## Record set
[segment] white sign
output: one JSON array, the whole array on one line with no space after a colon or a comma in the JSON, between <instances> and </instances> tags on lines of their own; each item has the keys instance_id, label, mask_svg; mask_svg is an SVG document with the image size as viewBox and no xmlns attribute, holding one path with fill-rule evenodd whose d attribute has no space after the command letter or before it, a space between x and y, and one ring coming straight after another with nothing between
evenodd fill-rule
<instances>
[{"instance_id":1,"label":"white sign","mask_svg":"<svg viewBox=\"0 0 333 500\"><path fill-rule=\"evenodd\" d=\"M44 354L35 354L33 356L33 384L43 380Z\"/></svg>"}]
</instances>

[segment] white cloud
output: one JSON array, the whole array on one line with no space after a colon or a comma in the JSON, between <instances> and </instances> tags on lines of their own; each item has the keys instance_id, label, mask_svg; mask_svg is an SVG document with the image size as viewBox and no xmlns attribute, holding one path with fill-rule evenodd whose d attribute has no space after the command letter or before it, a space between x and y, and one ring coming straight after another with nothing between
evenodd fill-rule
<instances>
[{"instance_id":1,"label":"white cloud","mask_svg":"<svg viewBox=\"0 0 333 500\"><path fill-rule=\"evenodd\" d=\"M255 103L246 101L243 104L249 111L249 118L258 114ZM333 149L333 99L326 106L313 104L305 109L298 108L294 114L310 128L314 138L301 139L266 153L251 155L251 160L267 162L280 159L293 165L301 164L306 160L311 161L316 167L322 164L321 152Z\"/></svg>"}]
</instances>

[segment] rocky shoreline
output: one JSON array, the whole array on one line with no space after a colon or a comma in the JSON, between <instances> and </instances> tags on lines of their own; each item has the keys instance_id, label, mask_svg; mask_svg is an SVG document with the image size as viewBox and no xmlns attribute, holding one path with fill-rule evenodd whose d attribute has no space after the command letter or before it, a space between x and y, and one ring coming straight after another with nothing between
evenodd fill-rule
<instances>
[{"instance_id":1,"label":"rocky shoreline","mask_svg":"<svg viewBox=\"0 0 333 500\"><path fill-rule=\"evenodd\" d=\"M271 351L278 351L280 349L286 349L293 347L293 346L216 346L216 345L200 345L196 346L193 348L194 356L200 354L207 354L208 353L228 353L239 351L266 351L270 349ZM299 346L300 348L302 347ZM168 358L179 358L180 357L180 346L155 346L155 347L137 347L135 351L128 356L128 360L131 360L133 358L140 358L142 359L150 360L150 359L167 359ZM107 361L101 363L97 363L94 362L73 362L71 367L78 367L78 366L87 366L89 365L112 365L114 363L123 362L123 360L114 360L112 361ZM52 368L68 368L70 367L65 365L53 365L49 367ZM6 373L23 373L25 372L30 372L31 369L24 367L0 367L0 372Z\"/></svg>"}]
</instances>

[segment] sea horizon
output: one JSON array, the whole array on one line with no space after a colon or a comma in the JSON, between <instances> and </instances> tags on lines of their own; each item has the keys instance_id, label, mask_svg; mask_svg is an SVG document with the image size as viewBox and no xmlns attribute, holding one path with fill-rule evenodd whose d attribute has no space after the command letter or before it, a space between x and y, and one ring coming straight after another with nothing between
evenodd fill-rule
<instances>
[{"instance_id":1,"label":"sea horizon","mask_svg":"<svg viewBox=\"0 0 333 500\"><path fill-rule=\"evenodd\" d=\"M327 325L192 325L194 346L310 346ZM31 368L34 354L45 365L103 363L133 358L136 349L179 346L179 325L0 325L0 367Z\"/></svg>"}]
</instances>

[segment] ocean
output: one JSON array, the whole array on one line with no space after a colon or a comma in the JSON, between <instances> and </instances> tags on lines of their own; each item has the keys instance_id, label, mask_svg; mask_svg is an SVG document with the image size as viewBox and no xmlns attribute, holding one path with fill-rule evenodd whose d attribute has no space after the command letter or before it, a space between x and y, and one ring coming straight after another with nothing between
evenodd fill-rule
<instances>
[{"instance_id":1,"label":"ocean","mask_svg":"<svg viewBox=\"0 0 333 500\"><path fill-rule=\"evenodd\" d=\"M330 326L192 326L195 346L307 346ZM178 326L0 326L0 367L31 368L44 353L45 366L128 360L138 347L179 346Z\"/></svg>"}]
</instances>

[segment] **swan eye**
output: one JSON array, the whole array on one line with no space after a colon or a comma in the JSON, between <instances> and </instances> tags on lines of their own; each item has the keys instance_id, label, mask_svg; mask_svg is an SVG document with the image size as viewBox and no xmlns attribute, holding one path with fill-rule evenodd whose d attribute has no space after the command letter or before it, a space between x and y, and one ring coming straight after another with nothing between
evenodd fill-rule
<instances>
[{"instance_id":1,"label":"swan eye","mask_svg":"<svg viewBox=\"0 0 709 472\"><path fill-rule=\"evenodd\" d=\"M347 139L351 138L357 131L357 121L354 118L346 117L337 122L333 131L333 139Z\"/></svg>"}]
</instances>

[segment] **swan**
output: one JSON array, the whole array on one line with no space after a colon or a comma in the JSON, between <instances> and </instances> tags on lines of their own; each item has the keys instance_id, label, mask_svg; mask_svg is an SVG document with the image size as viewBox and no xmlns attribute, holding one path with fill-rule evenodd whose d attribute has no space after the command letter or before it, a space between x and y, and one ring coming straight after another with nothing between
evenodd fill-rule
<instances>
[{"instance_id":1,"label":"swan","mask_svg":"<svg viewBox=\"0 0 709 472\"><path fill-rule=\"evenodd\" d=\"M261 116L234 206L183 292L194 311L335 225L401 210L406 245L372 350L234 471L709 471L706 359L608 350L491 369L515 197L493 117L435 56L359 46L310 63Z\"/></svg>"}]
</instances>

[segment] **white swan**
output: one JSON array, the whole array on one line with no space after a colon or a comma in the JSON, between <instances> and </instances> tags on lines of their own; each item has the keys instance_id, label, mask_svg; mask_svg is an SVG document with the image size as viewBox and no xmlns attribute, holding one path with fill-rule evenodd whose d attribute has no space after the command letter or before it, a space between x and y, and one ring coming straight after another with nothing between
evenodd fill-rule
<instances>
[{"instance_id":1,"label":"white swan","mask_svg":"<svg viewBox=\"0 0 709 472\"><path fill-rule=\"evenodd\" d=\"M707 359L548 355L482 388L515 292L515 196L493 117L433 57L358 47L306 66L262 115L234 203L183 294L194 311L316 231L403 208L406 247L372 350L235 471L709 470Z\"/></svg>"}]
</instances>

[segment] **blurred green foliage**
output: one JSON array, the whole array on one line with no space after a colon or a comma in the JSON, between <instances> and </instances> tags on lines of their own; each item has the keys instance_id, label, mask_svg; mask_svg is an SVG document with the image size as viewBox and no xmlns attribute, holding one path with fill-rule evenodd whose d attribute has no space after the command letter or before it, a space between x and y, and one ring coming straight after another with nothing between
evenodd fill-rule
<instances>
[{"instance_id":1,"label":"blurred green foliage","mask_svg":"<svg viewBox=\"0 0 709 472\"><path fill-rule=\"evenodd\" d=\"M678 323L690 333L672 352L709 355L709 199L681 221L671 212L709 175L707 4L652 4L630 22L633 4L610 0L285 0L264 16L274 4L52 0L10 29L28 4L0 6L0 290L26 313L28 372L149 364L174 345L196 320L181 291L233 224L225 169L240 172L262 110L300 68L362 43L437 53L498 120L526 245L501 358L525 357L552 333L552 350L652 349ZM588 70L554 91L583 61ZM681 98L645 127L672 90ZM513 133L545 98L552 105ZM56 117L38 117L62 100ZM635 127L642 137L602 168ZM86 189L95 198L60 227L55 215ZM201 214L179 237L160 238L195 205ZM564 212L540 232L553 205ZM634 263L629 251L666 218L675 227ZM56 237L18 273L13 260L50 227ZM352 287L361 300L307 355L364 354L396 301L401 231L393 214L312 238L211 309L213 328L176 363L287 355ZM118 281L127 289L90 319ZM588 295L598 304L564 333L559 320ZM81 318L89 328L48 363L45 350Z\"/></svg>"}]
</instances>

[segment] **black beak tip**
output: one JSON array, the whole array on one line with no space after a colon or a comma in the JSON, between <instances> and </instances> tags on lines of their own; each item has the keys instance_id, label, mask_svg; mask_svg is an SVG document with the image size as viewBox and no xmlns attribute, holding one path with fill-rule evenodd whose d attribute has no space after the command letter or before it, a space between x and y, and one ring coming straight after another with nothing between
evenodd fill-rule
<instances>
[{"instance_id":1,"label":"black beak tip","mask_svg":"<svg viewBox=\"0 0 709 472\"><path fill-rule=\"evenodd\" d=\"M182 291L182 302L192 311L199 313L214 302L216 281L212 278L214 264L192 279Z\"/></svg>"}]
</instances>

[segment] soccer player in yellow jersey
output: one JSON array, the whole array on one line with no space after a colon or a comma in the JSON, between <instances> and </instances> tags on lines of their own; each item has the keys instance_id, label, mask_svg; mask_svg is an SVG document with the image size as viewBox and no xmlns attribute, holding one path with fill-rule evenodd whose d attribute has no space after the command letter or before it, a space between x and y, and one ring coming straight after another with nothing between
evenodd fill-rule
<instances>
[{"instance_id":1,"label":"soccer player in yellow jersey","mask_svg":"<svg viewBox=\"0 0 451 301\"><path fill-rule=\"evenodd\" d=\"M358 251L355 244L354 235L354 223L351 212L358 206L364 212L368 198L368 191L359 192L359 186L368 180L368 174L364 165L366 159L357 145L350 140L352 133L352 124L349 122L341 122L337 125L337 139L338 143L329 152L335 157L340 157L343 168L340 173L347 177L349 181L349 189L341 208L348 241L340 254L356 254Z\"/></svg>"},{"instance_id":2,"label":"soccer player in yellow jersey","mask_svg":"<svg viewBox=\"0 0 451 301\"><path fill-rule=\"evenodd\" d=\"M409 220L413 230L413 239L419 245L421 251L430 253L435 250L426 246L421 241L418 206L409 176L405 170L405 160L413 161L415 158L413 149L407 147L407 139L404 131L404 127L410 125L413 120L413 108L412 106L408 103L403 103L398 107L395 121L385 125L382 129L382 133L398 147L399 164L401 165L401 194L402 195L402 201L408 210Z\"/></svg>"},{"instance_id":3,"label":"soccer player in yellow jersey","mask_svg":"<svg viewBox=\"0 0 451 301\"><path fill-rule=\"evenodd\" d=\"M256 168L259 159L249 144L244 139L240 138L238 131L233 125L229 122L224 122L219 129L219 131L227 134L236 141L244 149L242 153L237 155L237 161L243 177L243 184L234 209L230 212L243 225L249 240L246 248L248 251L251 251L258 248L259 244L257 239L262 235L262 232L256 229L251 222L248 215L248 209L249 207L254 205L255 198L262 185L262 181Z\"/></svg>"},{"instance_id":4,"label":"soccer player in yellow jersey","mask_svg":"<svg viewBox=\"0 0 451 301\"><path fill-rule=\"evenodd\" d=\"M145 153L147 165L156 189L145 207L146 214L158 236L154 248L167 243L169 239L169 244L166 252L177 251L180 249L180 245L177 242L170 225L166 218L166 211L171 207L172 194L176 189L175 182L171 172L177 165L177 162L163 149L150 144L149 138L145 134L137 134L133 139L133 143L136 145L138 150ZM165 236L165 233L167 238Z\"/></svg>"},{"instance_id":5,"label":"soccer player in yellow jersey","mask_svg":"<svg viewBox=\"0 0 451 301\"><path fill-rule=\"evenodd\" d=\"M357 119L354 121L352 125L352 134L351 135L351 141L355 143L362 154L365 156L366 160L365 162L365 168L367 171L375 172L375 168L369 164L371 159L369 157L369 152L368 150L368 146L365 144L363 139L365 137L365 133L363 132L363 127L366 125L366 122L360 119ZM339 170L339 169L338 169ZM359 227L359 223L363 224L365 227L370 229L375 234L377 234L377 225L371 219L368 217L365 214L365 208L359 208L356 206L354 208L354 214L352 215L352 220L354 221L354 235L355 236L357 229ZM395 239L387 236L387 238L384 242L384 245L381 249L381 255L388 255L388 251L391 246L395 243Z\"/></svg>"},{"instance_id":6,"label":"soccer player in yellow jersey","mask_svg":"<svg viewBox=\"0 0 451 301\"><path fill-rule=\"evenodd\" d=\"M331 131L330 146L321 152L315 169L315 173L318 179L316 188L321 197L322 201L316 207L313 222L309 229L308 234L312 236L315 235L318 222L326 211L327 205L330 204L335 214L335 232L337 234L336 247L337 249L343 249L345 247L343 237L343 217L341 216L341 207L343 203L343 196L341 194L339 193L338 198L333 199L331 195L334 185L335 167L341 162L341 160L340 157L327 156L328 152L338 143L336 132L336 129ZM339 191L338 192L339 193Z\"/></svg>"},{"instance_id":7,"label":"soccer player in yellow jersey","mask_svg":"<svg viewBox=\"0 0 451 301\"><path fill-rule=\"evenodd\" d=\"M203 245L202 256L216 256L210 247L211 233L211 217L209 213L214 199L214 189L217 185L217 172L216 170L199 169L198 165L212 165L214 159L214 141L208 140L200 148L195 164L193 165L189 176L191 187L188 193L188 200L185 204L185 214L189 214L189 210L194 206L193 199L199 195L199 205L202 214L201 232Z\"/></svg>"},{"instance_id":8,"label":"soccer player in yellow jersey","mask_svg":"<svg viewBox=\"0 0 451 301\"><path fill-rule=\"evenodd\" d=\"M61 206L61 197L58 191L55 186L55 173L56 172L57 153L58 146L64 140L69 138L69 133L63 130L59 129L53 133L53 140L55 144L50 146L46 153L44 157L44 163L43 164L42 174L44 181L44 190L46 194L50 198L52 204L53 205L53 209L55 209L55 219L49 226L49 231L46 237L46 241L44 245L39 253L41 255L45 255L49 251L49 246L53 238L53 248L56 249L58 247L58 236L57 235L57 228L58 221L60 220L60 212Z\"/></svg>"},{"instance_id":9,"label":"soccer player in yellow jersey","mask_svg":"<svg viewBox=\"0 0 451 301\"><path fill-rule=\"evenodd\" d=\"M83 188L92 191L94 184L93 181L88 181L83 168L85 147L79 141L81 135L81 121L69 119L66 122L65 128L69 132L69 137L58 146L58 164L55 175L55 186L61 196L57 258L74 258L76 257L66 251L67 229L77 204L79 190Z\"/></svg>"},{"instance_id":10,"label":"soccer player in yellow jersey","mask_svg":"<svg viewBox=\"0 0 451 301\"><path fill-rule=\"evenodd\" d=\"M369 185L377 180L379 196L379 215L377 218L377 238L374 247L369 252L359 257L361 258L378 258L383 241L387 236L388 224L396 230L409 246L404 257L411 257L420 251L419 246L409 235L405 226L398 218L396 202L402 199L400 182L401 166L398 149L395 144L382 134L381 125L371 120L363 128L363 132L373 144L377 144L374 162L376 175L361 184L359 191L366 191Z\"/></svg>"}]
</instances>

## Required work
Count the lines in the rows above that contain the string "white", matching case exactly, and reply with only that number.

## Task response
6